> _Page extract_:
________

The Herald - The Herald Magazine
PICK OF THIS WEEK’S FILMS
JOJO RABBIT (12A)
Adapted from Christine Leunen’s novel Caging Skies, Jojo Rabbit is a daring comedy drama, which boldly recounts one episode of suffering and redemption during the Second World War through the eyes of a 10-year-old boy, who claims the Fuhrer as an imaginary friend. New Zealand writer, director and star Taika Waititi confidently walks a tightrope between heartbreak and hilarity, employing his quirky brand of humour to witness the rise of fascism and its devastating consequences. Jojo Rabbit will undoubtedly divide audiences as it turns the pages of one of the darkest chapters of 20th century history. The central concept is deeply objectionable and Waititi’s pointedly outlandish portrayal of Hitler as a bile-spewing buffoon - as imagined by a boy who has never met the leader - has the power to offend. I wholeheartedly bought into the satire and sentimentality of Waititi’s vision, which affirms the enduring strength of love to light a path through the darkness.

________

Data items:
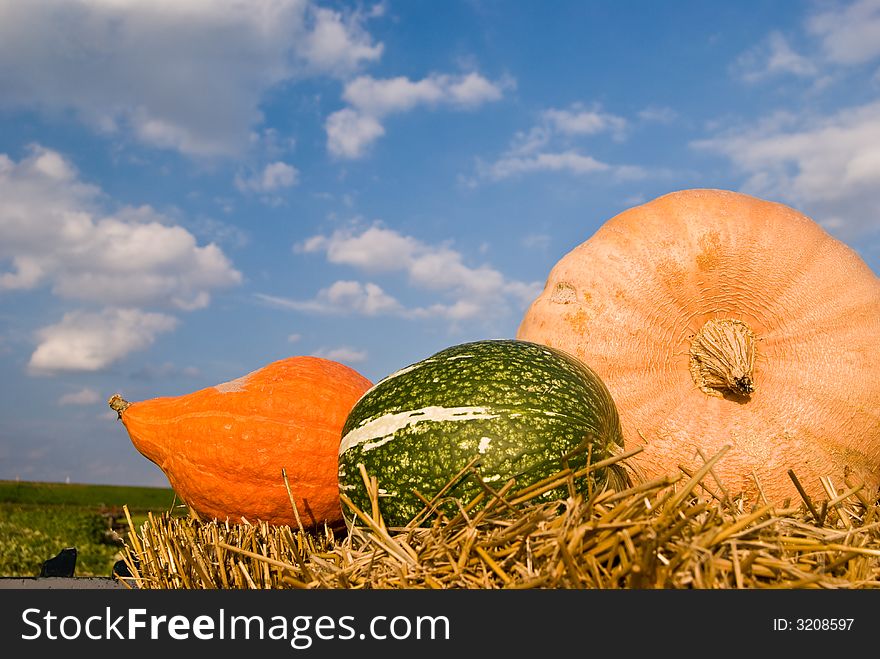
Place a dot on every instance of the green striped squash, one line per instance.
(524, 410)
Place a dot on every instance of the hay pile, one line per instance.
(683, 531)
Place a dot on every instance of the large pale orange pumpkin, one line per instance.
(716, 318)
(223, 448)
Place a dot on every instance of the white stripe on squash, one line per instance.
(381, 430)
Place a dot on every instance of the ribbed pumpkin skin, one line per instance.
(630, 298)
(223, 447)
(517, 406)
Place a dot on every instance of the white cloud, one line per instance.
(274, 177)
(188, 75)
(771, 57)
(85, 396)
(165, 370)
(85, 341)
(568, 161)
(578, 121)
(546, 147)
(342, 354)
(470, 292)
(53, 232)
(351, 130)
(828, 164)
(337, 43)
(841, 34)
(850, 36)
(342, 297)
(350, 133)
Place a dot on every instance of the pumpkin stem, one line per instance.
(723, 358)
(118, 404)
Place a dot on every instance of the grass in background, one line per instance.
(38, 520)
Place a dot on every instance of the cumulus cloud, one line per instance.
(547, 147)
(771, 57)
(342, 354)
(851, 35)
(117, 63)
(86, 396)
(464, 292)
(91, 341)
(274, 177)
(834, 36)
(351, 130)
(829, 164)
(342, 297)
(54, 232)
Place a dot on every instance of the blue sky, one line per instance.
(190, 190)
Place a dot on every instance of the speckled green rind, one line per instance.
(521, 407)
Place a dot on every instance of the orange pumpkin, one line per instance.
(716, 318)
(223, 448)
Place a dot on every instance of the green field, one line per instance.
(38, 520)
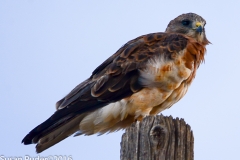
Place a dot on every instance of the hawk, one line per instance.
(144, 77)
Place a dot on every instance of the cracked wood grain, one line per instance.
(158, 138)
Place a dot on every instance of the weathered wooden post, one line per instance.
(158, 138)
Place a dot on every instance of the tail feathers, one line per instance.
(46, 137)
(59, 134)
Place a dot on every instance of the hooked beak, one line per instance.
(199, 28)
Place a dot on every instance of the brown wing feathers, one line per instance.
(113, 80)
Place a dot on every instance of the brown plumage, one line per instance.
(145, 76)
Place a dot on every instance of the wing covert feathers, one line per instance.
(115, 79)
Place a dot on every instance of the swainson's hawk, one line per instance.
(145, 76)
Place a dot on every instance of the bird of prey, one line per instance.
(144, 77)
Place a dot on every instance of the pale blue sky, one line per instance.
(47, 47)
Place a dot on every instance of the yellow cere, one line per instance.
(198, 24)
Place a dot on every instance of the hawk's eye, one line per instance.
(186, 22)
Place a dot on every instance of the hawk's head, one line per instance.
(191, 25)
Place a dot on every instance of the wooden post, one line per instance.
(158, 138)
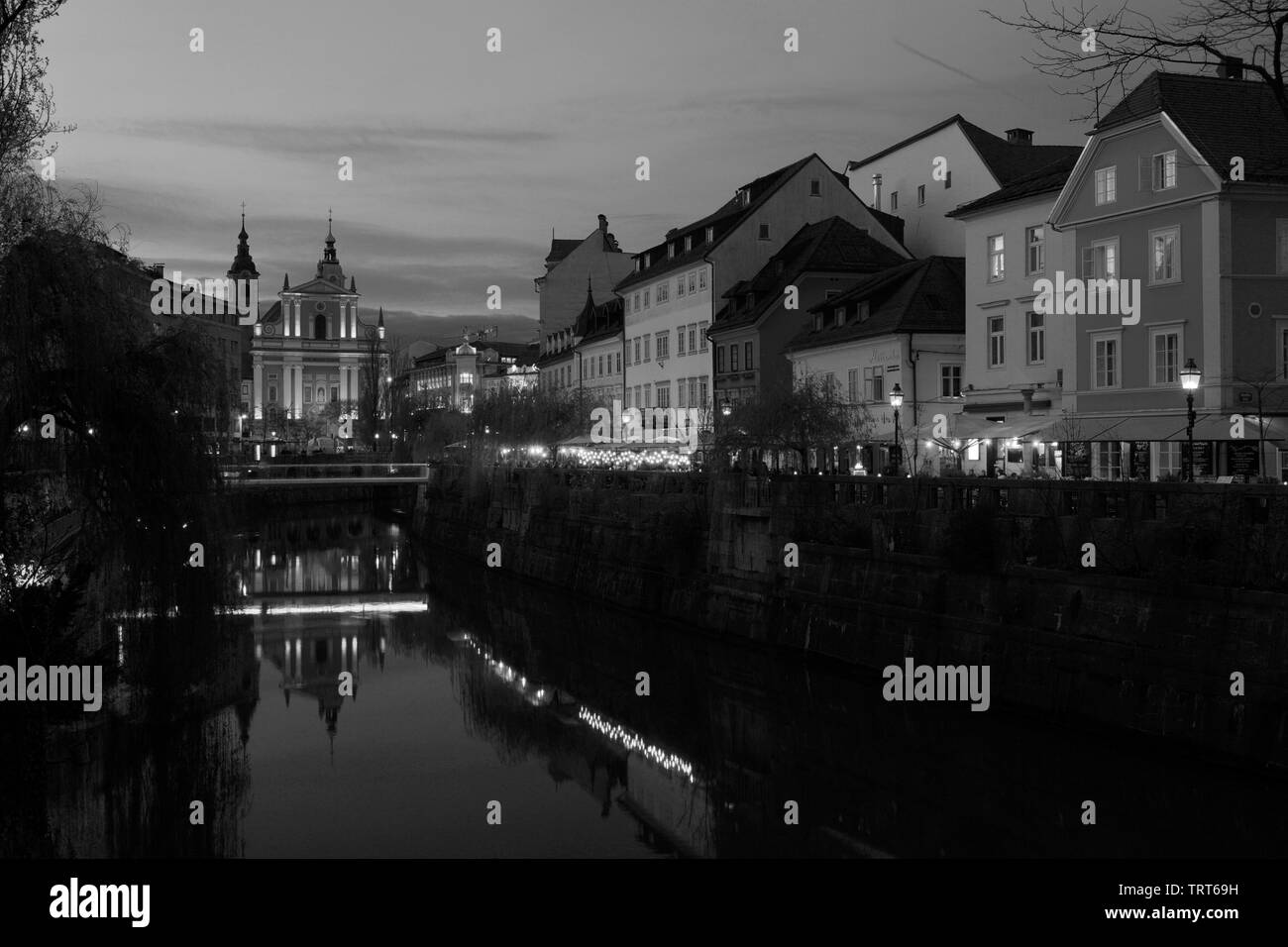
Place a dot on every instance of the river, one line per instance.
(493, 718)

________

> _Your tasks_:
[1] Decide whether each statement agrees with the Jojo Rabbit review, and support each yes or no with the deciding words of the review: (a) The film is based on a novel titled Caging Skies. (b) The story is seen through the eyes of a 12-year-old boy. (c) The reviewer rejected the film's satire.
[2] List every role that the Jojo Rabbit review says Taika Waititi fills on the film.

> _Expected responses_:
[1]
(a) Yes: "Adapted from Christine Leunen’s novel Caging Skies"
(b) No: "through the eyes of a 10-year-old boy"
(c) No: "I wholeheartedly bought into the satire and sentimentality of Waititi’s vision"

[2] writer, director, star